# Requirement:
In the copy, every line of the material that follows must appear exactly, and no pictures should.

# Given information:
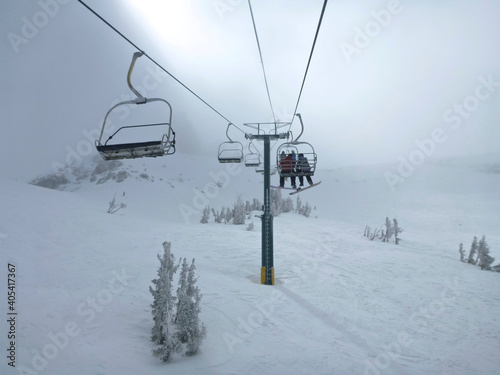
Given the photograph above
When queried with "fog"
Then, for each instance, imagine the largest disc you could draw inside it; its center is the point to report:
(386, 77)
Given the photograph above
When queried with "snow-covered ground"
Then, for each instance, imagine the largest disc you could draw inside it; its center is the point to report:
(341, 304)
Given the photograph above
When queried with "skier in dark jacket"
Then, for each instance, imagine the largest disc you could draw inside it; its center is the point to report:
(303, 168)
(287, 167)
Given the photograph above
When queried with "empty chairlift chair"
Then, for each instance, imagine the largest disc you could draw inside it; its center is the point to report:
(230, 151)
(155, 148)
(252, 159)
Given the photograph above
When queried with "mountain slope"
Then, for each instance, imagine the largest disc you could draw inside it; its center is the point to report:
(342, 304)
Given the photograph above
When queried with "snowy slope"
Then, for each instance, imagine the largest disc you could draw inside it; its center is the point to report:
(342, 304)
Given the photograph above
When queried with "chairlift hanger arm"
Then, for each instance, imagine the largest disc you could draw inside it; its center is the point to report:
(301, 124)
(140, 99)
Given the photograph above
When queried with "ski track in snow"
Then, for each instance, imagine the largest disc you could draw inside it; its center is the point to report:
(341, 304)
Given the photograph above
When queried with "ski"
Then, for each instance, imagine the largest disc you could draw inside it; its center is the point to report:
(302, 189)
(279, 187)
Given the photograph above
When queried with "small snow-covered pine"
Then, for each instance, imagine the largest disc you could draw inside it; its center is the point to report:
(473, 251)
(164, 332)
(485, 259)
(194, 329)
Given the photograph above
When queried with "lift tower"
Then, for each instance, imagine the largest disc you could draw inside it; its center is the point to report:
(267, 269)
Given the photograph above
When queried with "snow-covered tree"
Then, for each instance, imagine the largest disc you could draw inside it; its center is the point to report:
(190, 330)
(389, 230)
(473, 251)
(485, 259)
(461, 251)
(217, 216)
(164, 332)
(397, 229)
(115, 206)
(205, 216)
(239, 212)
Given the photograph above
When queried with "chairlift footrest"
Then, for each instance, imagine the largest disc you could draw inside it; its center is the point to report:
(132, 150)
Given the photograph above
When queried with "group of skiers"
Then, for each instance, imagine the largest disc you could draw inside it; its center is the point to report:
(294, 167)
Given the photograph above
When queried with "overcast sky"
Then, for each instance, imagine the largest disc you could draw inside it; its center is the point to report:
(385, 75)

# Solution for this exercise:
Given the photograph above
When queried with "fog"
Then, for each instance, imagine the largest disc you could draw inside it; its center is the point to report:
(386, 77)
Given the photograph above
When queried with "snow-covered ground"
Then, for each instance, imagine the largest disc you could draw inside it; its center is the point to report:
(341, 304)
Given the photograph above
When queried with "skier in dark jacket"
Then, for each instance, imagine the largest disc you could draw inside it; its center is the point to report:
(303, 168)
(287, 167)
Given the photograph above
When queried with "empty chairlift chair"
Then, for each instance, imagine the largest disc you could draw inside it; its center is the point to report:
(230, 151)
(155, 148)
(252, 159)
Given the photograph above
When queried with "mountain slope"
Then, for each instance, imagine the largest disc you could draw inside it; its center is the point to report:
(342, 304)
Given the photograph above
When queried with "snowy slope"
Then, for each instance, imagine the largest disc you could draw inside it; its center is the point to report:
(342, 304)
Given the photograph above
When queried with "chairlift hanger arm"
Then, for each instance, imagine the largest disc you could draw inside it; its center is the point to report:
(301, 124)
(140, 99)
Given the photograph above
When queried with "ski track in snow"
Then, for each instance, imagine the largest disc you could draw inside it; its center is the point to report:
(341, 304)
Given the photograph above
When queried with "ski"
Then, for each instance, imagine the largest disc you could draw inside it; its center is the point to report:
(302, 189)
(279, 187)
Given the photograph above
When queried with "small snow-covered pine"
Then, for each instance, imagine the largest disc you could draw inside it; its center is the point to report:
(473, 251)
(164, 332)
(485, 259)
(194, 329)
Given the photograph above
When queried with "lift tower"
Then, for each instance, imagine the largest disc you could draw inside it; its center is the point to report:
(267, 269)
Given the photograph above
When queried with "snow-covered tree"
Then, for each instance, imagine the largest disc you could draw inside it; its center is the point to report:
(190, 330)
(389, 230)
(473, 251)
(485, 259)
(461, 251)
(217, 216)
(164, 332)
(397, 229)
(115, 206)
(205, 216)
(239, 212)
Given the photograph above
When queried with "chairlift footrest"
Then, for each instance, imagine the largest disc you could draw inside it; its center is the point to report:
(132, 150)
Given the photograph above
When queried with "group of skiers"
Then, for each instance, imagine the largest disc you could draw inside it; its center is the point to report:
(294, 167)
Given the photograph above
When queried with "overcast sky"
Then, for each instance, imagine the largest disc you could draw inside it; its center is the point to report:
(385, 75)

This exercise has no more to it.